**The request:** Please pull out every line of the data below that contains the word "truck", treating uppercase and lowercase as different.

**Dataset entries:**

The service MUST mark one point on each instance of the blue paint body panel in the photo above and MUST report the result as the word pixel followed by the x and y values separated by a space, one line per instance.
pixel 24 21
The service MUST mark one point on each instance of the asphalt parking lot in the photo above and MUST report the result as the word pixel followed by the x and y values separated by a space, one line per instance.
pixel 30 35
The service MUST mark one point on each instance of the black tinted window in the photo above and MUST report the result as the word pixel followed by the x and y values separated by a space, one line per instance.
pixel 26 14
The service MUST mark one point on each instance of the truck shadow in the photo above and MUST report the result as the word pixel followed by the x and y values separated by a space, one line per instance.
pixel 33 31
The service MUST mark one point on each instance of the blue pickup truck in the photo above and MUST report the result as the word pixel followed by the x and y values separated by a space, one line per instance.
---
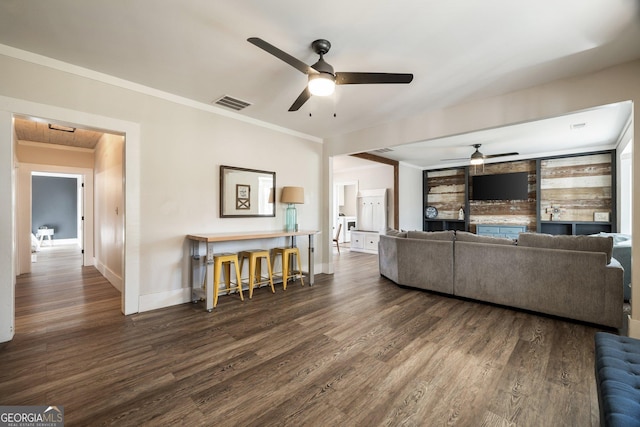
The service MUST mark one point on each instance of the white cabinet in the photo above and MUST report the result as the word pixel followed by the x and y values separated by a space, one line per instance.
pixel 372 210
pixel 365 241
* * *
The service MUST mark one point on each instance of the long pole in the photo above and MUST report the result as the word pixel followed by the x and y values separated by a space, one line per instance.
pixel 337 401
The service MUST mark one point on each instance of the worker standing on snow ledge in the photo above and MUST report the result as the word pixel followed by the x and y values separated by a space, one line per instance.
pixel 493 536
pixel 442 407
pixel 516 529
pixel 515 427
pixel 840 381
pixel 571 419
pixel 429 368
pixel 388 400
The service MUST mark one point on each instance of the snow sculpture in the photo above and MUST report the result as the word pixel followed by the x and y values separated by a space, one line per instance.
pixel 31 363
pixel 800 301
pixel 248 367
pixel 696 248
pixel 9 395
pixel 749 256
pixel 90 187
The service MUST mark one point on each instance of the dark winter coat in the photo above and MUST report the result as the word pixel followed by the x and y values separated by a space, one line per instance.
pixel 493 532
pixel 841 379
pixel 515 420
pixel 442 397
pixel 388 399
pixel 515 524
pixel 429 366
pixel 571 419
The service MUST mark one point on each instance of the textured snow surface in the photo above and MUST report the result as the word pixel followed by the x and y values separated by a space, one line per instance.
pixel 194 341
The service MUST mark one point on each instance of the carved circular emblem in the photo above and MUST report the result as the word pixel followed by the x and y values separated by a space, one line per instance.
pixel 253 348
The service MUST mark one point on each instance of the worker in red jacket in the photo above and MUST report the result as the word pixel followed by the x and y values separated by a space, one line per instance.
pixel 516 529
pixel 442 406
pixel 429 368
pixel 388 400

**Exercise output:**
The service MUST mark one point on each instance of the truck shadow in the photo above and MUST report the result as the word pixel followed by the x and y values separated by a space, one line per instance.
The service MUST mark one point on each instance of the blue pickup truck in the photo above and MUST report the result as the word pixel followed by the x and y values separated by a space, one line per instance.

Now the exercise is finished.